====== EXERCISE INPUTS

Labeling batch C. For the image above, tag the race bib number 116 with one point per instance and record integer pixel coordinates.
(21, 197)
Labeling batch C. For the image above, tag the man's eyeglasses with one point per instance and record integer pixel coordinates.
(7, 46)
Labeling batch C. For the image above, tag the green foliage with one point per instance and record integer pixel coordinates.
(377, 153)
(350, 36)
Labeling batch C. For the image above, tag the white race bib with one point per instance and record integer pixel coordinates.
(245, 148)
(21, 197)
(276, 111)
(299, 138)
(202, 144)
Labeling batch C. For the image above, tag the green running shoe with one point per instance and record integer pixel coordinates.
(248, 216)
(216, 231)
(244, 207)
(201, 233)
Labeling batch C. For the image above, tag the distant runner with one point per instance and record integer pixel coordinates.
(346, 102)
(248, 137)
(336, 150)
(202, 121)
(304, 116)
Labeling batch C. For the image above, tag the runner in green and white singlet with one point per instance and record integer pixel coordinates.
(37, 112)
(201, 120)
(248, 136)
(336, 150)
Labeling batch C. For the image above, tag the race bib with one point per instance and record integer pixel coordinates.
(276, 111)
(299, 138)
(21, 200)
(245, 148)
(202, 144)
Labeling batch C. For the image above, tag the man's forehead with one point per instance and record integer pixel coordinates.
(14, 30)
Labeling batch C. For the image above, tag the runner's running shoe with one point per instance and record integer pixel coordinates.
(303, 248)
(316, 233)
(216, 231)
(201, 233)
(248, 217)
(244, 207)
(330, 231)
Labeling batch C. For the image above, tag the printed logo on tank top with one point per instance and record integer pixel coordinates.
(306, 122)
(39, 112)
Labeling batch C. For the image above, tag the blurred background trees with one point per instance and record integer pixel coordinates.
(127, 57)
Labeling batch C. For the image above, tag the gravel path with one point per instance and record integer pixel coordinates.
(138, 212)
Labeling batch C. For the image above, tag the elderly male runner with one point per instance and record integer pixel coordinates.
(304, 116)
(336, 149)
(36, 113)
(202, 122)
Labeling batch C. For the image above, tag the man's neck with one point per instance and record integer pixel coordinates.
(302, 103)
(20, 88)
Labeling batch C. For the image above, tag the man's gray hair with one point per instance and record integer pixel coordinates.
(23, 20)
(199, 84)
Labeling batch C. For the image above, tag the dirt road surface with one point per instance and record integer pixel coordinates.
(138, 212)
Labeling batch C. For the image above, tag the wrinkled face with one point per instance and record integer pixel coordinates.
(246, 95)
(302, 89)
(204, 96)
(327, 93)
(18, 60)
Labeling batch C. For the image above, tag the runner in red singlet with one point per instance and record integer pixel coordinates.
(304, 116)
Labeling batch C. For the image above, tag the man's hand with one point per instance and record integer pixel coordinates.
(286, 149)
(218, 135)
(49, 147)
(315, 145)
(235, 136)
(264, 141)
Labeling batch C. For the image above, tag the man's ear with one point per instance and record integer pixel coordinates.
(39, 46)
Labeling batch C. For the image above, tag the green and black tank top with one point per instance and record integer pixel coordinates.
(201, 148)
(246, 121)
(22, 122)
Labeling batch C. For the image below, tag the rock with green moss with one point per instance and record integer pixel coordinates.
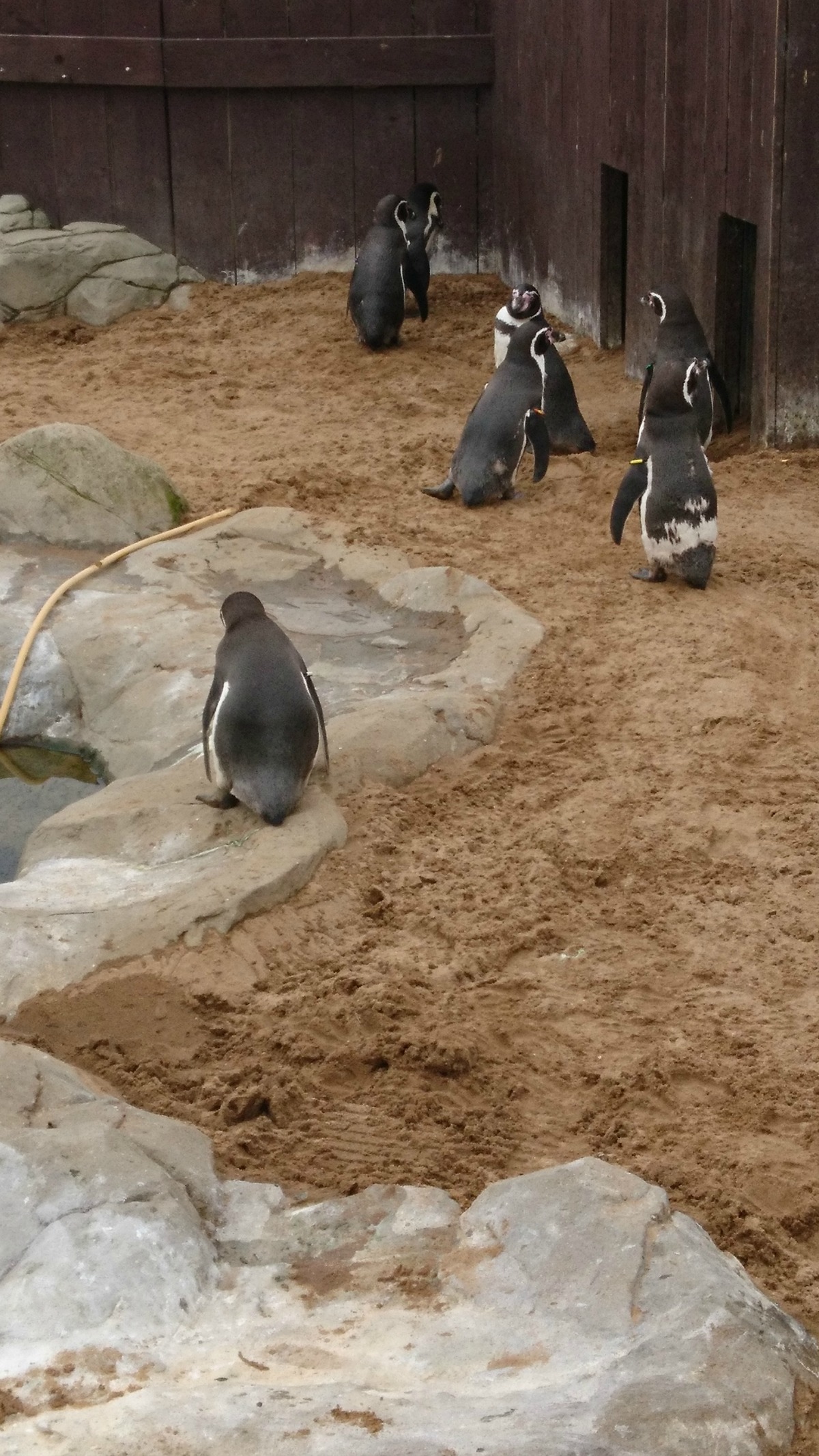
(69, 485)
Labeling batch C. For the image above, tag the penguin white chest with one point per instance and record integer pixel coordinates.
(222, 778)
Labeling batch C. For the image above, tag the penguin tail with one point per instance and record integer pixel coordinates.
(632, 487)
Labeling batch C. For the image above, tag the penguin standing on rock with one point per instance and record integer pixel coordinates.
(425, 222)
(375, 298)
(524, 308)
(681, 338)
(672, 481)
(506, 417)
(262, 721)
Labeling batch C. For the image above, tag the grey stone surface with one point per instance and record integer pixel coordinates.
(92, 271)
(411, 667)
(70, 485)
(568, 1312)
(101, 300)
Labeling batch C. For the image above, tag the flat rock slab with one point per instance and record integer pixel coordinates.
(92, 271)
(411, 664)
(568, 1312)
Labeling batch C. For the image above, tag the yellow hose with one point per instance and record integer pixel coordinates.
(74, 582)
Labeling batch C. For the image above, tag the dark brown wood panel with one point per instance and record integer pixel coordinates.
(383, 122)
(27, 146)
(104, 18)
(798, 369)
(192, 18)
(446, 133)
(200, 155)
(139, 160)
(23, 18)
(312, 60)
(81, 155)
(70, 60)
(261, 132)
(322, 150)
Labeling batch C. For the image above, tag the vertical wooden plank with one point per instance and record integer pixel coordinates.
(739, 191)
(486, 219)
(140, 162)
(324, 152)
(261, 132)
(768, 169)
(24, 18)
(200, 155)
(446, 140)
(383, 119)
(798, 379)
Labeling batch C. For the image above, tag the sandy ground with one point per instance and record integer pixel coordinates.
(597, 935)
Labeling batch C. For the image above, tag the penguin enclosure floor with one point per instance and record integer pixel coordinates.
(595, 935)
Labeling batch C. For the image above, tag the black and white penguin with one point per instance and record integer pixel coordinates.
(524, 306)
(568, 430)
(505, 418)
(425, 222)
(671, 478)
(681, 338)
(375, 298)
(262, 721)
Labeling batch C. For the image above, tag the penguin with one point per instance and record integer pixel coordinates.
(262, 721)
(505, 418)
(524, 306)
(375, 298)
(424, 225)
(568, 430)
(681, 337)
(671, 478)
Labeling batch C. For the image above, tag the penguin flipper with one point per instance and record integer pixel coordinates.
(416, 287)
(722, 390)
(208, 713)
(441, 493)
(319, 714)
(632, 487)
(645, 390)
(537, 434)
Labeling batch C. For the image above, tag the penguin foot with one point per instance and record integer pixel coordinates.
(218, 801)
(441, 493)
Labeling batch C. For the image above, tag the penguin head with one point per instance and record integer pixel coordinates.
(239, 608)
(524, 302)
(693, 376)
(670, 303)
(672, 388)
(393, 212)
(425, 200)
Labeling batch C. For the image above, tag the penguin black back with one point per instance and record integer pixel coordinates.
(424, 225)
(681, 338)
(262, 721)
(672, 481)
(506, 417)
(375, 298)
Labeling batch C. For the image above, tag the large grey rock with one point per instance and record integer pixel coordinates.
(102, 300)
(95, 1235)
(94, 271)
(411, 667)
(70, 485)
(140, 863)
(568, 1311)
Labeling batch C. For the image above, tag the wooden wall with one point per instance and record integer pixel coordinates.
(694, 101)
(248, 182)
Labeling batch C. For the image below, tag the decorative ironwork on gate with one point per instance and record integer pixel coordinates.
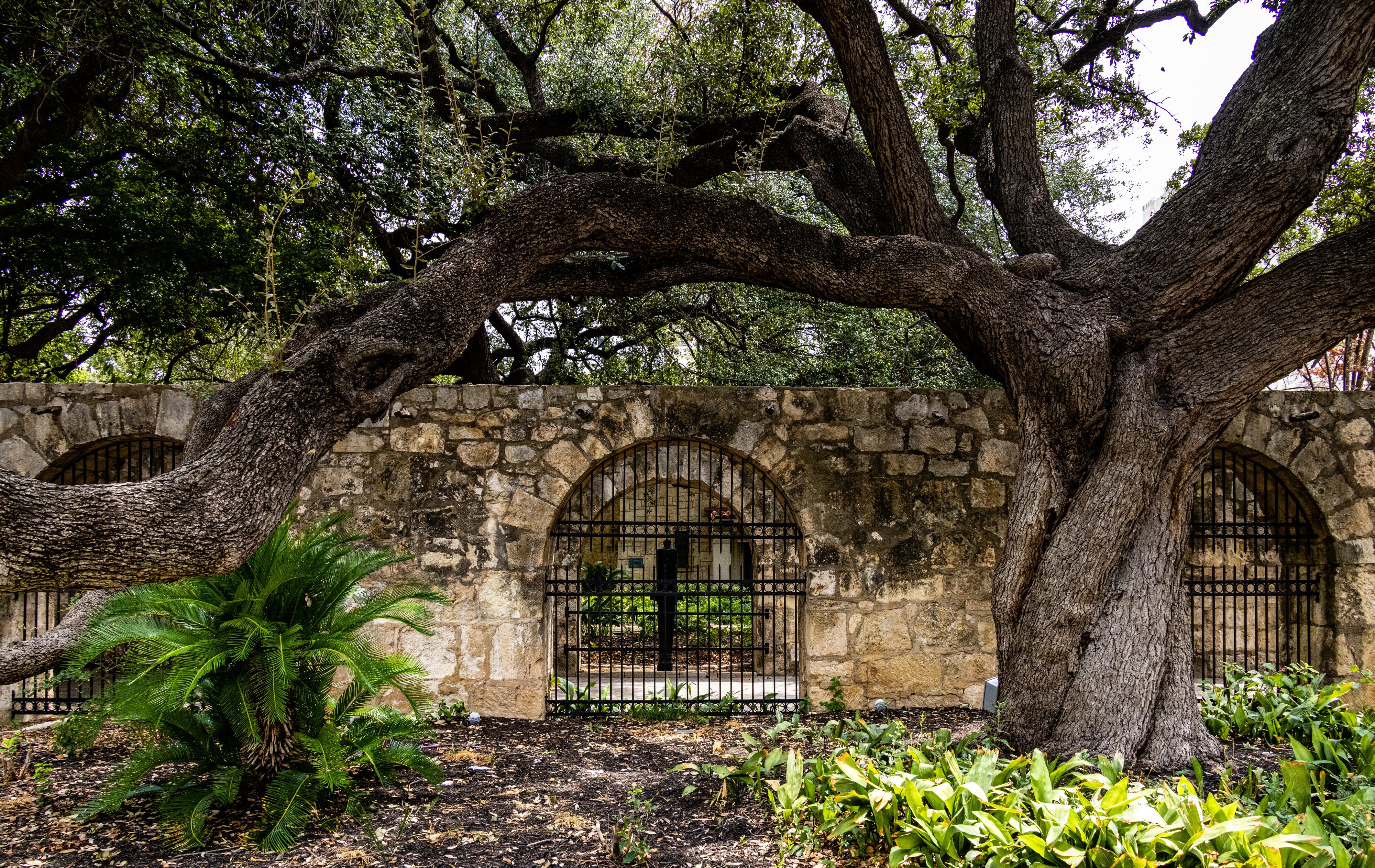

============

| TASK DIRECTIONS |
Copy out every line of the material that contains the word "singlet". Case counts, so match uppercase and lowercase letters exactly.

| EXERCISE ANSWER |
Labeling batch C. For the image above, tag the runner in green and white singlet with one point per instance and record integer pixel coordinates.
Labeling batch C. For the image above, tag the runner in red singlet with one point per instance and record integer pixel coordinates.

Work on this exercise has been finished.